Information shown
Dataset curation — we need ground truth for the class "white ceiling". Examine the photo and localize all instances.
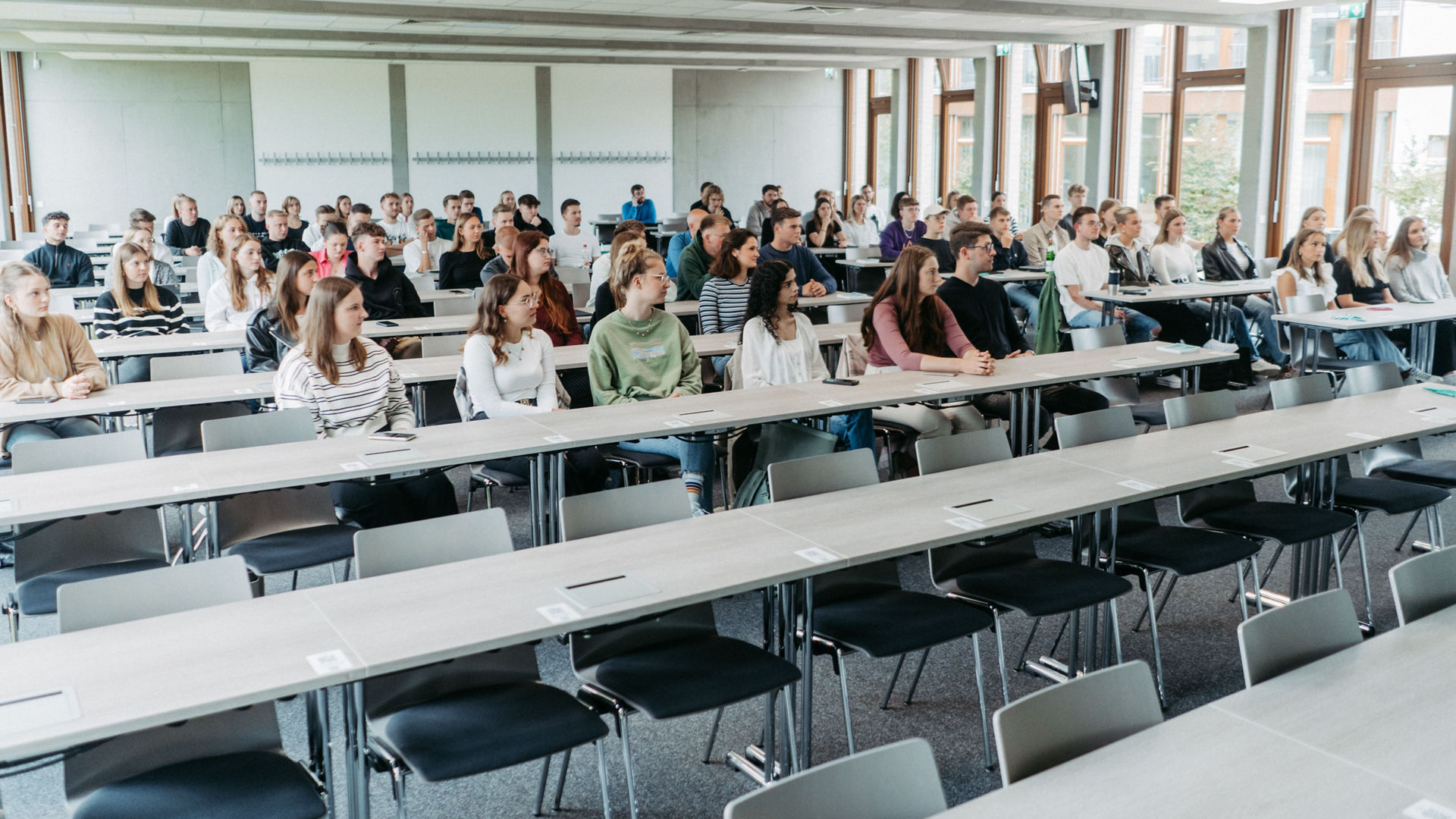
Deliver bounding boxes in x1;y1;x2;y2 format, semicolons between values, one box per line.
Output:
0;0;1309;70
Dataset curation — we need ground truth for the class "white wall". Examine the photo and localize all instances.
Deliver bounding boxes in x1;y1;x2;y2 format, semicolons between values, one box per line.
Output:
673;70;845;218
553;65;673;221
405;63;544;217
247;60;393;215
24;54;253;229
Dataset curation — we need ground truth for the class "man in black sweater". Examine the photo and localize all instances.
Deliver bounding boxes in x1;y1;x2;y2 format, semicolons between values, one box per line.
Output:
937;221;1106;449
344;221;425;359
25;210;96;287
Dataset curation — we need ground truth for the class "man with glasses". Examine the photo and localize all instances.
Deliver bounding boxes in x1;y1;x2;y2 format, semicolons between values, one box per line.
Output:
937;221;1106;449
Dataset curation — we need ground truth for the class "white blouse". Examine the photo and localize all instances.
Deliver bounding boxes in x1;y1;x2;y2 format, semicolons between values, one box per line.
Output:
739;313;828;389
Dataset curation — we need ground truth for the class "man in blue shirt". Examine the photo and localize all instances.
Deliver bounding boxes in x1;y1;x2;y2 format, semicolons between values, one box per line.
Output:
758;207;839;297
622;185;657;224
664;209;708;278
25;210;96;287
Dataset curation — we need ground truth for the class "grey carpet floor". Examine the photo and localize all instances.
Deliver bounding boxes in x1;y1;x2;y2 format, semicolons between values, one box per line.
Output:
0;381;1456;819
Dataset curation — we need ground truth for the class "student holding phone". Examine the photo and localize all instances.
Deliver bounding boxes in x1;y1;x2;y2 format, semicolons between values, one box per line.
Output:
274;277;460;529
0;261;106;453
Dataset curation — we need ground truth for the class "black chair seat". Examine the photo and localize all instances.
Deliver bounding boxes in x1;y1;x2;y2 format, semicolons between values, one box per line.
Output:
71;751;326;819
581;635;799;720
948;558;1133;617
1380;459;1456;490
1117;526;1263;576
370;682;607;783
224;523;358;574
14;560;168;615
814;588;994;657
1335;478;1451;514
1203;500;1356;544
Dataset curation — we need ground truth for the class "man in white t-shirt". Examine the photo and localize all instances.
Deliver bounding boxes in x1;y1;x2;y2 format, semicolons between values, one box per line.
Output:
551;199;600;267
403;207;450;275
1053;207;1162;344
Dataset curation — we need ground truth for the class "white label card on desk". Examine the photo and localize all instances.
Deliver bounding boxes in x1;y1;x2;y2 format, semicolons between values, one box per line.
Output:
536;604;581;625
1401;799;1456;819
304;648;354;676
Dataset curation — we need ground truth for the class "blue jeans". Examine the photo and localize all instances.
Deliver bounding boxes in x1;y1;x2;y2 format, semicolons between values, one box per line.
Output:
617;438;718;512
1067;307;1157;344
6;419;100;449
828;410;875;452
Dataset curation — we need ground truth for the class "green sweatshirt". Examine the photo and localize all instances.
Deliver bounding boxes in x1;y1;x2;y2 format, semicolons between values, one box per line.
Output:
587;309;703;405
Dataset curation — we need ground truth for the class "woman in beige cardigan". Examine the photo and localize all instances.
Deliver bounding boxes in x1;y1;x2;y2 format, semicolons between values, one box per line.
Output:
0;261;106;452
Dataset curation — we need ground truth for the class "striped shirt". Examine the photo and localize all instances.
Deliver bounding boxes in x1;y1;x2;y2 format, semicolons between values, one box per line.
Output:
698;275;748;332
274;338;415;438
92;287;187;338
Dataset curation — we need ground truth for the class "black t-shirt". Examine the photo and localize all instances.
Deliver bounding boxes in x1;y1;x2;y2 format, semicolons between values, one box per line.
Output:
1335;258;1391;305
937;275;1031;359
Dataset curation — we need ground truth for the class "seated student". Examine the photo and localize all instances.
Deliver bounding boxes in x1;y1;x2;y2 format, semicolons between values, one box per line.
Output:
202;233;272;332
859;245;996;446
92;242;188;383
1203;207;1288;366
1051;207;1160;344
587;218;646;307
282;196;309;239
587;248;718;514
757;207;838;299
25;210;96;287
196;213;247;294
663;209;708;278
378;193;415;253
437;213;491;290
843;194;880;248
1279;206;1333;266
309;221;354;278
435;194;460;242
677;215;733;302
274;277;460;529
513;194;556;239
102;228;182;287
0;261;106;453
243;251;320;373
344;221;425;359
937;220;1108;449
804;199;849;248
622;185;657;224
301;206;339;244
460;275;607;495
1274;228;1415;381
261;210;307;270
587;231;649;326
551;199;600;268
165;194;212;256
481;224;521;281
745;260;875;449
243;191;268;240
880;196;924;259
915;204;956;272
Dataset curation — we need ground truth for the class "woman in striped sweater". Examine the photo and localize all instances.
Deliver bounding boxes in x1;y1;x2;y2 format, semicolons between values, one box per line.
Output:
93;242;187;383
274;277;460;529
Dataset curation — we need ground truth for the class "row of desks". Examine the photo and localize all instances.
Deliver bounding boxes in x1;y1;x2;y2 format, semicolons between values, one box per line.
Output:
0;384;1456;775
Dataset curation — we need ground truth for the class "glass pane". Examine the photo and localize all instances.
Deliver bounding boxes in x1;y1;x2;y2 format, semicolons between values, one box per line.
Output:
1178;86;1244;240
1184;27;1249;71
1370;84;1451;255
1370;0;1456;60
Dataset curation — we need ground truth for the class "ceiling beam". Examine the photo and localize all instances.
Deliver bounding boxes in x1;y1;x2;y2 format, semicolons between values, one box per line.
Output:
20;0;1094;44
5;19;1013;57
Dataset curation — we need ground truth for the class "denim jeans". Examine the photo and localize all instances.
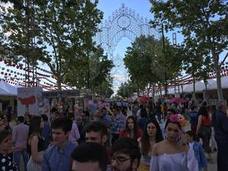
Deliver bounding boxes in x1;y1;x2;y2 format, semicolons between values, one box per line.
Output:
13;150;29;171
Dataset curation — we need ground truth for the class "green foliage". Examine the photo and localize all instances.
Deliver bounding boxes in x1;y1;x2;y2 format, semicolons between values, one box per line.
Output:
1;0;102;89
124;36;182;93
117;81;137;98
65;47;113;96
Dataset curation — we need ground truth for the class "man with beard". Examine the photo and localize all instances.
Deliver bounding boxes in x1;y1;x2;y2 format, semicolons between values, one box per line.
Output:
71;142;108;171
111;138;141;171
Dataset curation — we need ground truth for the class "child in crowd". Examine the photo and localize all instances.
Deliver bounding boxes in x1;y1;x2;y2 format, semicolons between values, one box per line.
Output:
185;130;207;171
0;129;18;171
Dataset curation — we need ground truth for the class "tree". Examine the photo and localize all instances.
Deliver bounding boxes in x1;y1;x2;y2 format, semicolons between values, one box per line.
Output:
151;0;228;100
0;0;102;90
124;36;182;96
65;47;113;94
0;0;46;86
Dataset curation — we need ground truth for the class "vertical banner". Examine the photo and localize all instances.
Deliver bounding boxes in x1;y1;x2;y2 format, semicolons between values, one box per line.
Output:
17;87;43;116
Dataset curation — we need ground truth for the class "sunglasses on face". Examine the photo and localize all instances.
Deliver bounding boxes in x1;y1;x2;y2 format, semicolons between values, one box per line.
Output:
111;156;131;164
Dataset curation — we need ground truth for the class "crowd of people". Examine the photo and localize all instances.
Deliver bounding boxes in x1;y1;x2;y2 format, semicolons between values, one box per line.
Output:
0;99;228;171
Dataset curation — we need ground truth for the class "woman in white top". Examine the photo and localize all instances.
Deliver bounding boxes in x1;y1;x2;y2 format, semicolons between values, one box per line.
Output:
150;115;198;171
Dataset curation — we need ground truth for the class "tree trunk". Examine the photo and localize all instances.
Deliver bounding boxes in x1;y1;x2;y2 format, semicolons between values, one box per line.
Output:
57;75;62;91
192;75;196;101
152;84;155;101
213;54;223;101
204;80;208;101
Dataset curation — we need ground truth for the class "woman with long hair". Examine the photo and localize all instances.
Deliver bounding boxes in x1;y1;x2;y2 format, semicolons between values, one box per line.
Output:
120;116;142;140
150;115;198;171
138;119;163;171
27;116;45;171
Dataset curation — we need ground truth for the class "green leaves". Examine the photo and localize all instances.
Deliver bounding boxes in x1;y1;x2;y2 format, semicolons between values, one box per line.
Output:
0;0;103;89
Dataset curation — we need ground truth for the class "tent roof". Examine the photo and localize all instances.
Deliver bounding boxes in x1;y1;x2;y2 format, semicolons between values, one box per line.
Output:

Exercise requirements
Rewrite the records from the beginning through the line that contains "0;381;1456;819", replacing "ground truth" with "reference labels" throughout and keeping everything else unchanged. Leave the pictures out.

Solution
Dataset curation — we need reference labels for the class "white ceiling". Examine the photo and localize all instances.
Deliver bounding boxes in x1;y1;x2;y2 format, semicolons between values, one box per line.
Output:
0;0;1309;70
Dataset curation — we need reference labels for the class "white wall". Examine the photo and localize all instances.
Deliver bounding boxes in x1;y1;x2;y2 format, semicolons between values, one box per line.
Output:
673;70;845;218
553;65;673;221
405;63;544;217
247;60;393;215
24;54;253;229
Dataset curation — we need reference labels for the class "man in black sweater". Examine the photo and localize all instances.
Deliver bounding boxes in x1;y1;x2;y2 format, semicolons between values, one box per line.
Output:
937;221;1106;449
344;221;425;359
25;210;96;287
Dataset curation — we need reference labels for the class "man with glasses". Examine the photo and localize all instances.
Deliver bounding boxes in x1;y1;x2;y2 format, semicolons between values, one box per line.
Output:
937;221;1106;449
Dataset curation — we need reference labels for the class "white blouse". Examine the photo and localize all instances.
Deliver bounding boxes in x1;y1;x2;y2 format, semicolons between values, one box per line.
Output:
739;313;828;389
Dataset curation — we need reference labels for the class "man in blue shirt". Examine the photo and localize all instances.
Deliver bounding boxes in x1;y1;x2;y2 format, semicolons between values, one box per line.
Output:
758;207;839;297
622;185;657;224
664;209;708;278
25;210;96;287
Dataset curation — we need reference labels for the class "grey carpet floor". Examine the photo and localize all instances.
Deliver bounding boxes in x1;y1;x2;y2 format, semicolons between values, one box per line.
Output:
0;381;1456;819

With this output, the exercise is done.